Turns out, viruses with slower impact tend to alter the human body's response to vaccines and pathogens alike.
A research conducted at the University of California has shown that low levels of cytomegalovirus (CMV) have a significant impact on microbe and immune cell populations and how the immune system responds to the influenza vaccine.
"Subclinical CMV infection alters the immune system and the gut microbiota in the host and that impacts how we respond to vaccines, environmental stimuli, and pathogens. This study highlights the role of these silent, latent viral infections that are totally asymptomatic," said Satya Dandekar, a lead researcher.
CMV is a common virus that infects as many as 90 per cent of adults in Africa and 70 per cent in the U.S. and Europe. However, researchers have labeled CMV to be not dangerous, except for those with compromised immune systems.
While the vast majority of CMV infections are subclinical, that does not mean the virus is inert.
Researchers found that animals infected with CMV had higher levels of Firmicutes and other butyrate-producing bacteria.
Butyrates are short-chain fatty acids that reduce inflammation but may also boost genes that help CMV persist in the body.
Infected animals also showed increased lymphocytes and cytokine-producing (inflammatory) T cells. These differences leveled off when the animals were moved indoors.
CMV infections generally increase immune activity but also diminish antibodies responding to influenza vaccination.
"There's a high degree of variation at the population level of how people respond to vaccines, and all the factors that contribute to these variations are not fully understood. Our paper shows the subclinical CMV infections may be one of the issues that contribute to that immune variation. This opens a new opportunity to come up with novel approaches to optimize and position the immune system to have higher quality responses to vaccines." Dandekar further said.
Researchers said that more work should go into understanding how the CMV reacts to a vaccine.
The study appears in the Journal of Virology.

- [WHAT TO WORK ON]
a) According to the article on cytomegalovirus, in which journal does the study appear?
b) Return the exact wording of the article on cytomegalovirus, starting with "Butyrates are short-chain" and going on through "to influenza vaccination.".

[Items from a dataset]
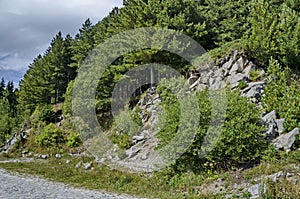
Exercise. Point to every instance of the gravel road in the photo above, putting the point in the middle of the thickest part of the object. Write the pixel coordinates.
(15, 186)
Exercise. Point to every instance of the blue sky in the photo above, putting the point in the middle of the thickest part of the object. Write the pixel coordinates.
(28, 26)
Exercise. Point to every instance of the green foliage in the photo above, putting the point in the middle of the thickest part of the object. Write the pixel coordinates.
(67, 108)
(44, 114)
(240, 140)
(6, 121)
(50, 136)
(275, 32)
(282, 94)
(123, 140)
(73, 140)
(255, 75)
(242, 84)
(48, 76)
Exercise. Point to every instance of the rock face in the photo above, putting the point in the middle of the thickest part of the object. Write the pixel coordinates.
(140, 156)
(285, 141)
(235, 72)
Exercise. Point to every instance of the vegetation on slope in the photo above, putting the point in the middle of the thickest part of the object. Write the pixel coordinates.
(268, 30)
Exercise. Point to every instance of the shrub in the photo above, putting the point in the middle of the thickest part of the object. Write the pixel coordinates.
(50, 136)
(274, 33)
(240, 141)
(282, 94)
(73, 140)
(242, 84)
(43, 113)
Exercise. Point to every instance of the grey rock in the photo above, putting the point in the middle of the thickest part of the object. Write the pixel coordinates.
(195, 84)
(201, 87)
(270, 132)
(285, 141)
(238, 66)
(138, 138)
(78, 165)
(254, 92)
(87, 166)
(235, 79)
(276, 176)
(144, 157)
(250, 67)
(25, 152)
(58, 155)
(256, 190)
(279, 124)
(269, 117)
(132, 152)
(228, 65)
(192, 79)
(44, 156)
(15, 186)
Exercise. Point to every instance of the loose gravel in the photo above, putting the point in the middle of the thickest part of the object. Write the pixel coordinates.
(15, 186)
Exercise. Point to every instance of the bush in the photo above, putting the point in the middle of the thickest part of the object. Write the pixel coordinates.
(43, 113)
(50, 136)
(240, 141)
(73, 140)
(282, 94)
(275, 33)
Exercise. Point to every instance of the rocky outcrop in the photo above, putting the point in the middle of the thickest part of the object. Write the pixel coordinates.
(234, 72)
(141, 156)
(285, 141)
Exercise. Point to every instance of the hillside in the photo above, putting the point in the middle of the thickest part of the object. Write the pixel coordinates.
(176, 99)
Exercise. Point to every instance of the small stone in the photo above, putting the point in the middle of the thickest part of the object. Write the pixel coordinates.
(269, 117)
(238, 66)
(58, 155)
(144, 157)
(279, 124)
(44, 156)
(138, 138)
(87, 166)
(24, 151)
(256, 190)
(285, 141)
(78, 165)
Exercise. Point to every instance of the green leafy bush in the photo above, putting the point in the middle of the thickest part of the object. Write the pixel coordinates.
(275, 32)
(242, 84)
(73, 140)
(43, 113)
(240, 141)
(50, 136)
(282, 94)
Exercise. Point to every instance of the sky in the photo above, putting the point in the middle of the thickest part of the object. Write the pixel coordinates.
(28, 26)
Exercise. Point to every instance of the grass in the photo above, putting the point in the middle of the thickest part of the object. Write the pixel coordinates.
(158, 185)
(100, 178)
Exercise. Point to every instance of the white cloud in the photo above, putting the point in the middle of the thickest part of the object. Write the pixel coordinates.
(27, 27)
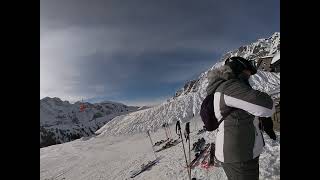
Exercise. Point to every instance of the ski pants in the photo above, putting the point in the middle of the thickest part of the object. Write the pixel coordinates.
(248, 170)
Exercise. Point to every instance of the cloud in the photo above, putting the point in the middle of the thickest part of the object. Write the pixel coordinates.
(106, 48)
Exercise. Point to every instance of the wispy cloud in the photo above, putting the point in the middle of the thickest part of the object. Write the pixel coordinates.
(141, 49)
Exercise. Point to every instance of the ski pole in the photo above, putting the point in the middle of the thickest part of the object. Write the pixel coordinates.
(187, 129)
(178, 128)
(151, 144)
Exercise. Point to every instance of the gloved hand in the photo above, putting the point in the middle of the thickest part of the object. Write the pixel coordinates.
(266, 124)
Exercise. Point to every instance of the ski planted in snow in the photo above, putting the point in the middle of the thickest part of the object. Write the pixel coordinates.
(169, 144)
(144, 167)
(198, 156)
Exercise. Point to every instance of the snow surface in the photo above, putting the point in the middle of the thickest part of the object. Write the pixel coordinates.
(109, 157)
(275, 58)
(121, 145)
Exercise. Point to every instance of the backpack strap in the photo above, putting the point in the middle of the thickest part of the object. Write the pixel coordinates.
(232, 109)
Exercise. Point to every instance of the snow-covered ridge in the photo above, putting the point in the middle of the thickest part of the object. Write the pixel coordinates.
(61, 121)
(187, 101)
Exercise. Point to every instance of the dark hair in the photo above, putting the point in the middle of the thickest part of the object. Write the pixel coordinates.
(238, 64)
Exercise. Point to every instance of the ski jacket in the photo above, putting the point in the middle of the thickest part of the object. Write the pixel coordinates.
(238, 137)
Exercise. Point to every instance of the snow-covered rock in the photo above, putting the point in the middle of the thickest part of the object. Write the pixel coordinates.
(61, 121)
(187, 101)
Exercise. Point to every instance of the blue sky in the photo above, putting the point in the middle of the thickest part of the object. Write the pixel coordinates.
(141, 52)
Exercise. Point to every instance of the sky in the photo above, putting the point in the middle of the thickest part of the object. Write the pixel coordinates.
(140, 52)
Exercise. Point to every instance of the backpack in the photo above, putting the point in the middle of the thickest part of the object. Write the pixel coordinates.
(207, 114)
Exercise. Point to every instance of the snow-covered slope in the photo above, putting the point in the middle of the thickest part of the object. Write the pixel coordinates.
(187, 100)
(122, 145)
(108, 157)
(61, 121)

- [SOLVED TASKS]
a) The Journal of Virology.

b)
Butyrates are short-chain fatty acids that reduce inflammation but may also boost genes that help CMV persist in the body.
Infected animals also showed increased lymphocytes and cytokine-producing (inflammatory) T cells. These differences leveled off when the animals were moved indoors.
CMV infections generally increase immune activity but also diminish antibodies responding to influenza vaccination.